_Task input_:
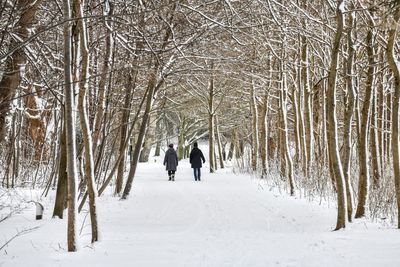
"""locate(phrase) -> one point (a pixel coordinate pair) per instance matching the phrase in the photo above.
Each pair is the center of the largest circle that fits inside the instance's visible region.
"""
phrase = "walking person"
(196, 160)
(171, 162)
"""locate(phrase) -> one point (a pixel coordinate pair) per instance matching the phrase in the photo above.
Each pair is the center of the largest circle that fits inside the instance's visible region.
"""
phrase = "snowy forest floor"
(224, 220)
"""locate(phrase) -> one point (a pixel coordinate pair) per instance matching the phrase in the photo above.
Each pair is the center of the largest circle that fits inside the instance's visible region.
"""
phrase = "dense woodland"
(303, 94)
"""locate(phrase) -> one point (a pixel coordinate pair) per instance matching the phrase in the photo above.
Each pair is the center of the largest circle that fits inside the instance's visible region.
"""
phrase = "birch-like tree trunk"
(219, 145)
(211, 118)
(61, 195)
(108, 7)
(348, 117)
(84, 120)
(363, 140)
(150, 92)
(394, 66)
(333, 146)
(254, 123)
(286, 148)
(14, 69)
(70, 130)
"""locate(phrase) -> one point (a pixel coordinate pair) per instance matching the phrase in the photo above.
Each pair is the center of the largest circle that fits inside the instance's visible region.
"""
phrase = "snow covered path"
(224, 220)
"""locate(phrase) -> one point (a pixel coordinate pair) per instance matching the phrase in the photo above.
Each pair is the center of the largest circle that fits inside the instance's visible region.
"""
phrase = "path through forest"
(224, 220)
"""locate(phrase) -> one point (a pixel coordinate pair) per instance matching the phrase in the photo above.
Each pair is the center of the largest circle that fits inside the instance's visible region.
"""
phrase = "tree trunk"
(151, 90)
(333, 147)
(286, 148)
(254, 134)
(14, 69)
(61, 195)
(70, 130)
(394, 66)
(363, 140)
(348, 118)
(104, 77)
(211, 121)
(84, 120)
(219, 145)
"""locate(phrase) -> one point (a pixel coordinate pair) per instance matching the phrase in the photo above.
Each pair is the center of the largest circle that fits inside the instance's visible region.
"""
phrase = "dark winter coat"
(171, 159)
(196, 158)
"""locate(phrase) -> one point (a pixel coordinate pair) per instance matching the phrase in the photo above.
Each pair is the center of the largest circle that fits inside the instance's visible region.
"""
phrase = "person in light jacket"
(196, 160)
(171, 162)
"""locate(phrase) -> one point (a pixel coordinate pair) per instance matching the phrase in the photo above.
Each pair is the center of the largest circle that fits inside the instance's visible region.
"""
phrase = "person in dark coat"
(171, 162)
(196, 159)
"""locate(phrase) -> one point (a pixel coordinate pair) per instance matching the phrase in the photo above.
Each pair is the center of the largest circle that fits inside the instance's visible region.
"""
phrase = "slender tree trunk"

_What you need to do_:
Return every line above exactly, omitting images.

_Completed exercise_:
"""locate(phrase) -> one point (a pixel coordinate pair) per instance matching the phrase in the photo above.
Each pair is the center of the largest circle that fits inside the instance's visible region.
"""
phrase = "walking person"
(196, 160)
(171, 162)
"""locate(phrase) -> one point (a pixel coordinate pair) per instance matching the phrase in the photo above.
Each pair is the center of the largest circle that fits inside the instance's visible region.
"""
phrase = "snowy forest floor"
(224, 220)
"""locate(phrase) -> one point (a pixel coordinate pair) per instance matching the phrase in the photo above.
Each pair is the center of the largest circle that fits inside the instance's visible region.
"""
phrase = "dense woodland"
(303, 94)
"""locate(phrase) -> one point (a pixel coordinate pair) per instance matching the phrase in the photo above.
Each pair is the center of the largest circle that fits inside the instance's visible region.
"""
phrase = "birch-like tree trunk"
(219, 145)
(211, 118)
(61, 195)
(108, 7)
(348, 117)
(84, 120)
(363, 140)
(150, 92)
(394, 66)
(333, 146)
(254, 123)
(286, 148)
(14, 69)
(70, 130)
"""locate(phrase) -> one point (a pixel coordinate pair) per instance matching the phrase in the photo above.
Each pair is the center of the largest circle that fits inside the instance's visible region.
"""
phrase = "snow covered path"
(224, 220)
"""locate(phrase) -> one point (a pixel coordinate pair) per instance matching the phrase in the photo above.
Each pair is the center of the largest circle that fits inside the instance's visible region.
"""
phrase = "path through forest"
(224, 220)
"""locate(phrase) -> one point (a pixel coordinate pair) per instance matching the phrase in the photo above.
Each pair is the center of the largest circle that fits inside the instance's visible region.
"""
phrase = "tree trunk"
(151, 90)
(333, 147)
(286, 148)
(254, 134)
(14, 69)
(61, 195)
(70, 130)
(394, 66)
(363, 140)
(348, 118)
(104, 77)
(211, 121)
(84, 120)
(219, 145)
"""locate(phrase) -> one point (a pixel coordinate pair) per instance matching the phrase in the photo above.
Each pair is the center of the largest circle that fits inside the instance's visible region.
"""
phrase = "dark winter coat"
(171, 159)
(196, 158)
"""locate(phrase) -> one point (a pixel coordinate pair) per instance matching the phrase in the photo above.
Each pair is the center of the largest circle that fits inside the instance's visible region.
"""
phrase = "person in light jacket"
(196, 160)
(171, 162)
"""locate(phrase) -> one point (a pixel coordinate pair) per instance matching the phrase in the photo above.
Each pair is the center of the largest circle that fits inside the instance's visible region.
"""
phrase = "person in dark coat"
(171, 162)
(196, 159)
"""locate(phrase) -> one point (a pixel coordinate pair) per instance matching the phrase in the photo above.
Each pair is the center of the largest circle that fits inside the instance's visible region.
"""
phrase = "slender tree trunk"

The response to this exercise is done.